**What the exercise asks**
Count the lines of the records that contain the string "memorial", matching case exactly, and give only that number.

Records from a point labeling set
* begin *

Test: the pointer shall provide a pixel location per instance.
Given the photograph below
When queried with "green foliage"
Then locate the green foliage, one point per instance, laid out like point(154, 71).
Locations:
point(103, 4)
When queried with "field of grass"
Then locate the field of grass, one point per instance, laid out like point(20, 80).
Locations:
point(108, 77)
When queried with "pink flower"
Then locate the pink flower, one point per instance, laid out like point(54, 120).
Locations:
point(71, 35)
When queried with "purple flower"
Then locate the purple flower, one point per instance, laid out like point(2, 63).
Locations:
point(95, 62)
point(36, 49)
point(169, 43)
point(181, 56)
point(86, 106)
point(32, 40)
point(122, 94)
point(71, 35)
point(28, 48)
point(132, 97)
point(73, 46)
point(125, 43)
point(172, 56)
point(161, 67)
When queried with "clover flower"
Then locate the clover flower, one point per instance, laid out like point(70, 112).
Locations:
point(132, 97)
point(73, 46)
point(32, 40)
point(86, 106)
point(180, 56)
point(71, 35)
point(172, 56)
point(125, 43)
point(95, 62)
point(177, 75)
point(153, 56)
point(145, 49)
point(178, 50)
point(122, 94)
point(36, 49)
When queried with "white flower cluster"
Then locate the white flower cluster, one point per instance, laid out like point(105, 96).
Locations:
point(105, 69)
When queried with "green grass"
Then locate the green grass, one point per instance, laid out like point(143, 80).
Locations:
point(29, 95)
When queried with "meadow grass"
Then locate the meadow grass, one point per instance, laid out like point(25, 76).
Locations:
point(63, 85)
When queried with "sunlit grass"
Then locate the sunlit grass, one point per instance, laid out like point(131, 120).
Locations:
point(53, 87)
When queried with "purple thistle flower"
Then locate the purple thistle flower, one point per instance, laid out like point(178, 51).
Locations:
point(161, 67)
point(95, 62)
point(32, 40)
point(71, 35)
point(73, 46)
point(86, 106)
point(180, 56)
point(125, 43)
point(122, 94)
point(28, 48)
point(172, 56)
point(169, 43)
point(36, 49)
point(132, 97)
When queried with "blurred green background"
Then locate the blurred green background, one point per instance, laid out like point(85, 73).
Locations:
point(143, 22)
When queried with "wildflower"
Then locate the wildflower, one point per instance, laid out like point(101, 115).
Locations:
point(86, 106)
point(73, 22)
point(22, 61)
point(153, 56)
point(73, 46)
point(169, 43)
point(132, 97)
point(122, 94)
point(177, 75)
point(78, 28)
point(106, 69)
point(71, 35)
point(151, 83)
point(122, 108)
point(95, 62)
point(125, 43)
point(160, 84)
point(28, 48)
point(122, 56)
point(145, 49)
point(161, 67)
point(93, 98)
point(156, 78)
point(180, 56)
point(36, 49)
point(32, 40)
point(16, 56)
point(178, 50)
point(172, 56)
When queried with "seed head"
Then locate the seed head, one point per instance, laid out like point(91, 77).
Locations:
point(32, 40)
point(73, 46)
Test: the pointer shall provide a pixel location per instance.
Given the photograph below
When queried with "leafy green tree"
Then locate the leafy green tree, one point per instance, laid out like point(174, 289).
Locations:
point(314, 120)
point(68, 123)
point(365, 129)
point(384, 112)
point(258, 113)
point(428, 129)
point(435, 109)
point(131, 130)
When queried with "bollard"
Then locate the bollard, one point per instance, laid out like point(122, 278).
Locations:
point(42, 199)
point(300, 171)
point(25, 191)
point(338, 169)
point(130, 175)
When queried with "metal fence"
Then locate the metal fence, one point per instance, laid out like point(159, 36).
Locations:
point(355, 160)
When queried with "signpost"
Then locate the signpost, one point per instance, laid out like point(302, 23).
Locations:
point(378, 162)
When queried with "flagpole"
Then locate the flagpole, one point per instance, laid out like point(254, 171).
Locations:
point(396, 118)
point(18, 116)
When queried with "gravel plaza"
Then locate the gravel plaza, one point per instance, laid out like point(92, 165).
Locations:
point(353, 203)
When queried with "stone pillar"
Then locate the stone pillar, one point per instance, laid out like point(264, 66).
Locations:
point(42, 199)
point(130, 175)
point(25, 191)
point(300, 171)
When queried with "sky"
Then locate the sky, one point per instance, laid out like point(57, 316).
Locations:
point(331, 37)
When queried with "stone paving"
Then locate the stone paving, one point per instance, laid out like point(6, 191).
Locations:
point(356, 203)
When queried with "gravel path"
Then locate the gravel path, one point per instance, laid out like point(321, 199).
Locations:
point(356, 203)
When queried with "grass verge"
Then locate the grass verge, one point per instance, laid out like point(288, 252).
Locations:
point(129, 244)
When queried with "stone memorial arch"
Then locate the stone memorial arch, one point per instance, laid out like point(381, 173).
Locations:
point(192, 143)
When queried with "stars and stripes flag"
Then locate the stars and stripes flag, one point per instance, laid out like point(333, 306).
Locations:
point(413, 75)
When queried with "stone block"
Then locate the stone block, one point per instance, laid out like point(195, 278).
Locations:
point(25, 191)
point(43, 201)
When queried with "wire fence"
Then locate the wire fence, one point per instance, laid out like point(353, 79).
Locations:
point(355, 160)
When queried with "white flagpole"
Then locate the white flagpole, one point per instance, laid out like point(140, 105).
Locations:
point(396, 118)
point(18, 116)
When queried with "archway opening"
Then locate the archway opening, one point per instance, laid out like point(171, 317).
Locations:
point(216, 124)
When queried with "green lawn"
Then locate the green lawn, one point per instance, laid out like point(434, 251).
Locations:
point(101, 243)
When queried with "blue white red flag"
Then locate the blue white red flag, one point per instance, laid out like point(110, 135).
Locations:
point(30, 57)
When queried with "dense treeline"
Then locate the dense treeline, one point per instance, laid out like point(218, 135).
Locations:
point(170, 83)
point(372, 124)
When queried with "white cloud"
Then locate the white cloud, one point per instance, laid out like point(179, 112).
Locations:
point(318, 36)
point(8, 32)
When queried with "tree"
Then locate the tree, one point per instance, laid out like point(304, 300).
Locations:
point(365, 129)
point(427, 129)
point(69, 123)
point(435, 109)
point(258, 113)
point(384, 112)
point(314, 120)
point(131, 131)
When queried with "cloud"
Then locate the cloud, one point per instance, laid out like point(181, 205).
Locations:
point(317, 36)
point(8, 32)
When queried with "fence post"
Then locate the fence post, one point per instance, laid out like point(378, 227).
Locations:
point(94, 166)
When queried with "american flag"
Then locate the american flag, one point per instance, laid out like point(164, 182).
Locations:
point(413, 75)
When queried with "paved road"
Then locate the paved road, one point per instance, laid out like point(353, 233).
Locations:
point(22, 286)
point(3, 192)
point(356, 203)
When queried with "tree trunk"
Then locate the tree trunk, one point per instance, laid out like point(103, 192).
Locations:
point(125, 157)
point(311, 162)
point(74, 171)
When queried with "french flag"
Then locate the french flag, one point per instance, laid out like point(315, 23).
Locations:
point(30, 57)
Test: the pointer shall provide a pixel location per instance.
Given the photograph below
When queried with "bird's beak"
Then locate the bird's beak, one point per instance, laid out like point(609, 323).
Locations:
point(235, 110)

* end *

**In response**
2